_Record set_
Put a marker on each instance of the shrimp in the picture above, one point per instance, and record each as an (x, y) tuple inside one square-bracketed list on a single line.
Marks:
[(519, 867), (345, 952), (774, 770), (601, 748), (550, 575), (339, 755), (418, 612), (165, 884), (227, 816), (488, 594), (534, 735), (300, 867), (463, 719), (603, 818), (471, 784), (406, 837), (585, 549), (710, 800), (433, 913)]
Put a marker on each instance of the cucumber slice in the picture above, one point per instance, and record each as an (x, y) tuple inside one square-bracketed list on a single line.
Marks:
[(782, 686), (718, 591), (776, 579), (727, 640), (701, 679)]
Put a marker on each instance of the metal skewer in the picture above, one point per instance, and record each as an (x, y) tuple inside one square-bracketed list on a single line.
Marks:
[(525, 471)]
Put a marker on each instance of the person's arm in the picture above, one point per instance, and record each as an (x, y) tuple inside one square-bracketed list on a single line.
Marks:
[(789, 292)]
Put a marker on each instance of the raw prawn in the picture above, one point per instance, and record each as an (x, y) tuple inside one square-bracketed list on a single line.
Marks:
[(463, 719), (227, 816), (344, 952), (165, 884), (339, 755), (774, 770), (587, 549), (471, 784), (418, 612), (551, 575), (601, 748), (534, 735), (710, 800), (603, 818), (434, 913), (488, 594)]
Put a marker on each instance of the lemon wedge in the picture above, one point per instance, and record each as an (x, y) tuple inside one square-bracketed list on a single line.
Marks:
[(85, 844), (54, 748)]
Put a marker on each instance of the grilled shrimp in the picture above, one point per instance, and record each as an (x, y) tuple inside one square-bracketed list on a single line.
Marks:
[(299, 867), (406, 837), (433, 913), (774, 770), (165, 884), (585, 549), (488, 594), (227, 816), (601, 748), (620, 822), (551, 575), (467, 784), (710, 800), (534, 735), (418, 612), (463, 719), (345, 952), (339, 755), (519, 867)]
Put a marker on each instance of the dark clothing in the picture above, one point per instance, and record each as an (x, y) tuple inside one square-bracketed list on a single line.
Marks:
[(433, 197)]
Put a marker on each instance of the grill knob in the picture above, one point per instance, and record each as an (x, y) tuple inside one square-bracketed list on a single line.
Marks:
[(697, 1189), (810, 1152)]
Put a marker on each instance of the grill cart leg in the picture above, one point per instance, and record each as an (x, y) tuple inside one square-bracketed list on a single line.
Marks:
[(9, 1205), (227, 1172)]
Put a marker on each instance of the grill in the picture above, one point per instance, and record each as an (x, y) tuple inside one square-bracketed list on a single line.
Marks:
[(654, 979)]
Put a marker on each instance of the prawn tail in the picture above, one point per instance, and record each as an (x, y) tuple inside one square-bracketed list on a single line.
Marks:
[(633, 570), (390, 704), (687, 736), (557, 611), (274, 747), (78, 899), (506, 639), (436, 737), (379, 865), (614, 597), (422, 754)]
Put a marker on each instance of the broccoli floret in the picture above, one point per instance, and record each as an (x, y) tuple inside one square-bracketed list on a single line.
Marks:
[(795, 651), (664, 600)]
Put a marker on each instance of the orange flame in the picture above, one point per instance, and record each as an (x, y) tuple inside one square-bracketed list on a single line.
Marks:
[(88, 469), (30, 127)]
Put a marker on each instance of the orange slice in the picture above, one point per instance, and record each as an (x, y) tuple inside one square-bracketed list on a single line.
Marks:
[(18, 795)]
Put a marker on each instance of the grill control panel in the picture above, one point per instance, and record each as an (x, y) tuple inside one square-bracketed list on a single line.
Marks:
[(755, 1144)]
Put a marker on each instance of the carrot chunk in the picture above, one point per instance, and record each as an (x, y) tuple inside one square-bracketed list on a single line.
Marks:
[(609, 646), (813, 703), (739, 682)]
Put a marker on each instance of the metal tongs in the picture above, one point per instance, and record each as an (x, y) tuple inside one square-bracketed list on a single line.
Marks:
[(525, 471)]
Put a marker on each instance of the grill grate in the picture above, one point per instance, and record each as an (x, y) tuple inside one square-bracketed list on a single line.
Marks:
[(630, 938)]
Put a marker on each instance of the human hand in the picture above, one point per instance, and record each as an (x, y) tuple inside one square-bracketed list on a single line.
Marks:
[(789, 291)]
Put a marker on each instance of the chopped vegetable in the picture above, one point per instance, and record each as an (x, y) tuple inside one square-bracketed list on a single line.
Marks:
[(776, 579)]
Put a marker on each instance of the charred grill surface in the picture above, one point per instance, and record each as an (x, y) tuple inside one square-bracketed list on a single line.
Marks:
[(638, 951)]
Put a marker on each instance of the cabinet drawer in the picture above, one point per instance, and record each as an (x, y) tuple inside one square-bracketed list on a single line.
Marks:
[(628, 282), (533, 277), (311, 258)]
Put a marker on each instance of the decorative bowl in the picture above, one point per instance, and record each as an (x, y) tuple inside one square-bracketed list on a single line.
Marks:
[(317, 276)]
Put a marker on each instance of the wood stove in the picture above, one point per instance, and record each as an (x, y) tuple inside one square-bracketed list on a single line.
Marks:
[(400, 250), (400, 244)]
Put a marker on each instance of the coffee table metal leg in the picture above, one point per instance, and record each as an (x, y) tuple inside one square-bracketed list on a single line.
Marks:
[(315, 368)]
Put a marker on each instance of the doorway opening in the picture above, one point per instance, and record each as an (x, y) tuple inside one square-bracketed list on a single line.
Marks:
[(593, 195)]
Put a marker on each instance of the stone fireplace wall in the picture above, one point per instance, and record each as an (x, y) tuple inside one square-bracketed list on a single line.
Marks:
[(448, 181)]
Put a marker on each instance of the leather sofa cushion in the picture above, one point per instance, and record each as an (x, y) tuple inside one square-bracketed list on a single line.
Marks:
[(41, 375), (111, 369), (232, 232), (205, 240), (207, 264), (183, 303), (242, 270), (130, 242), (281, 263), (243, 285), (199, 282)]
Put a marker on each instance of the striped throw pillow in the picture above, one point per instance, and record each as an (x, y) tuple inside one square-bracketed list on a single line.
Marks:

_Your objective_
Would you please copy all lines in the data that contain the word "orange"?

_Task output_
Put a marker on each instance of the orange flame in the picture above, one point per instance, and record each as an (x, y) tuple inside one square-bracketed list on a single line.
Put a marker on each instance of the orange slice in the picture above, one point per instance, and record each as an (x, y) tuple inside one square-bracketed list on a single line.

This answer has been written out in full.